**Exercise aim**
Each record that follows should be repeated exactly, minus any images.

**Data shown**
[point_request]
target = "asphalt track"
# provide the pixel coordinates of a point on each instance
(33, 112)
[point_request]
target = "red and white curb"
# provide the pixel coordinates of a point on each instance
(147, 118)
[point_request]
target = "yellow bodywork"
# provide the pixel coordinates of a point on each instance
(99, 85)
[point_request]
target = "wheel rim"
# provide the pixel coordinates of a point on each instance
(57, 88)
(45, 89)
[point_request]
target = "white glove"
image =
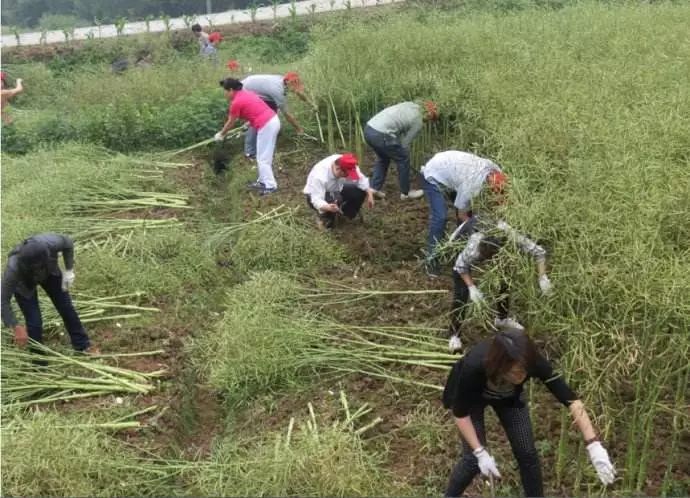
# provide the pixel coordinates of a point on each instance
(602, 463)
(454, 344)
(545, 285)
(476, 295)
(487, 464)
(67, 279)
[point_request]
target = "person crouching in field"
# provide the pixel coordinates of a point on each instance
(249, 107)
(493, 373)
(390, 133)
(454, 174)
(35, 262)
(336, 185)
(484, 238)
(273, 89)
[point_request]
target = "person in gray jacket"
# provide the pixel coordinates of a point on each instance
(32, 263)
(390, 133)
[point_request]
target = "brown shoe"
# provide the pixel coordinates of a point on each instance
(92, 351)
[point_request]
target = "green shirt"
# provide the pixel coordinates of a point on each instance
(403, 121)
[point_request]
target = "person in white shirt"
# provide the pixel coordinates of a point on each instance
(336, 185)
(460, 175)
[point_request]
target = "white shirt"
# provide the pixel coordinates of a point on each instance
(461, 172)
(322, 180)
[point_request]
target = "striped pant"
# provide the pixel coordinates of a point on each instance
(515, 421)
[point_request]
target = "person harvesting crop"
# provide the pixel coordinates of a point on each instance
(493, 373)
(35, 262)
(454, 174)
(273, 89)
(7, 95)
(336, 185)
(249, 107)
(484, 238)
(390, 133)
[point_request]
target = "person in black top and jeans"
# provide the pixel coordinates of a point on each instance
(493, 374)
(35, 262)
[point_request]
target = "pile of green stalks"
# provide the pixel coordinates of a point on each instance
(96, 309)
(114, 199)
(40, 375)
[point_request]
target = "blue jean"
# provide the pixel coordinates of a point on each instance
(438, 211)
(63, 304)
(386, 148)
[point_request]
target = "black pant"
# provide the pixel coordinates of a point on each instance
(515, 421)
(350, 201)
(63, 304)
(461, 296)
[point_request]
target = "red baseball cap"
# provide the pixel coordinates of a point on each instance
(292, 79)
(348, 163)
(497, 180)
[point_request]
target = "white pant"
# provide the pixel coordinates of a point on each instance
(265, 146)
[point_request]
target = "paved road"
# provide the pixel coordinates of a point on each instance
(157, 26)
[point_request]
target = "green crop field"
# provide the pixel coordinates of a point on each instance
(247, 353)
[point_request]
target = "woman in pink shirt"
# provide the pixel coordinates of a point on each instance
(249, 107)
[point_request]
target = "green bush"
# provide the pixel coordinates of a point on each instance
(257, 346)
(310, 460)
(46, 454)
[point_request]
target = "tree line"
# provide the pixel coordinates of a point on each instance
(53, 14)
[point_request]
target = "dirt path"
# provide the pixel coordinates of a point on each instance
(238, 16)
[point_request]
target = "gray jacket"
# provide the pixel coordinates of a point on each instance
(16, 280)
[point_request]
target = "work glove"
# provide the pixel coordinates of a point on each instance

**Written answer**
[point_request]
target = "asphalt track"
# provide the pixel coordinates of a point on each instance
(33, 112)
[point_request]
target = "red and white curb"
# provide the pixel coordinates of a point on each instance
(147, 118)
[point_request]
target = "yellow bodywork"
# provide the pixel coordinates of a point on each instance
(99, 85)
[point_request]
target = "wheel rim"
# provide the pixel coordinates of a point on each instance
(57, 88)
(45, 89)
[point_request]
target = "white glove"
image =
# provide the pixel coordinates of a point on each instance
(602, 463)
(454, 344)
(545, 285)
(476, 295)
(487, 464)
(67, 279)
[point_request]
target = "person crouching in field"
# provide the pixel coordinates of a point on each instance
(249, 107)
(493, 373)
(390, 133)
(454, 174)
(35, 262)
(336, 185)
(484, 238)
(273, 89)
[point_request]
target = "person in gray jacket"
# provide the pixel coordinates of a point on each instance
(32, 263)
(390, 133)
[point_request]
target = "brown shoe"
# provide the pixel coordinates of a point on each instance
(92, 351)
[point_request]
target = "green shirt"
# provide the pixel coordinates of a point on each instance
(403, 121)
[point_request]
target = "person in white shirt"
# provide the pixel coordinates of a point on each instance
(336, 185)
(460, 175)
[point_request]
target = "white shirt"
# provide the pixel coordinates of a point on each instance
(461, 172)
(322, 180)
[point_request]
target = "striped pant"
# provide the pixel coordinates of a point on each instance
(515, 421)
[point_request]
target = "person harvesting crop"
# provide the pixel coordinates of a point on each instance
(493, 373)
(35, 262)
(454, 174)
(273, 89)
(7, 95)
(336, 185)
(249, 107)
(484, 238)
(390, 133)
[point_request]
target = "person in black top and jeans"
# provide the pixel coordinates of a point on each instance
(493, 374)
(35, 262)
[point_request]
target = "pile of green stalks"
# provide the pixel coordinates of a point on each instance
(96, 309)
(114, 199)
(40, 375)
[point_request]
target = "blue jean"
# provide the pixel coordinates of a point on each instance
(438, 211)
(63, 304)
(386, 148)
[point_request]
target = "black pant"
# provide the pixel coordinates of a point on each instance
(515, 421)
(350, 201)
(63, 304)
(461, 296)
[point_request]
target = "red baseball cap"
# provide the pixel coordinates of a point on each instance
(292, 79)
(348, 163)
(497, 180)
[point_request]
target = "white pant"
# provide the pixel coordinates of a point on each instance
(265, 146)
[point_request]
target = "paved road"
# provide the pixel coordinates of a point on each instance
(157, 26)
[point_request]
target = "green crop field"
# provide the pixel coordinates of a point on each instance
(247, 353)
[point_request]
target = "woman in pink shirt"
# provide the pixel coordinates of a point on each instance
(249, 107)
[point_request]
target = "green bush"
# provide the pixel coordinates of a point on each instance
(257, 346)
(310, 460)
(46, 454)
[point_request]
target = "tree line"
# provide the pixel coordinates of a point on each instance
(53, 14)
[point_request]
target = "dirt path"
# provide the pixel coordinates of a point on each instance
(238, 16)
[point_request]
target = "gray jacket"
# provide the pixel coordinates of a point on each instance
(16, 280)
[point_request]
target = "work glove"
# provide the pixel coordinates of a point on each instance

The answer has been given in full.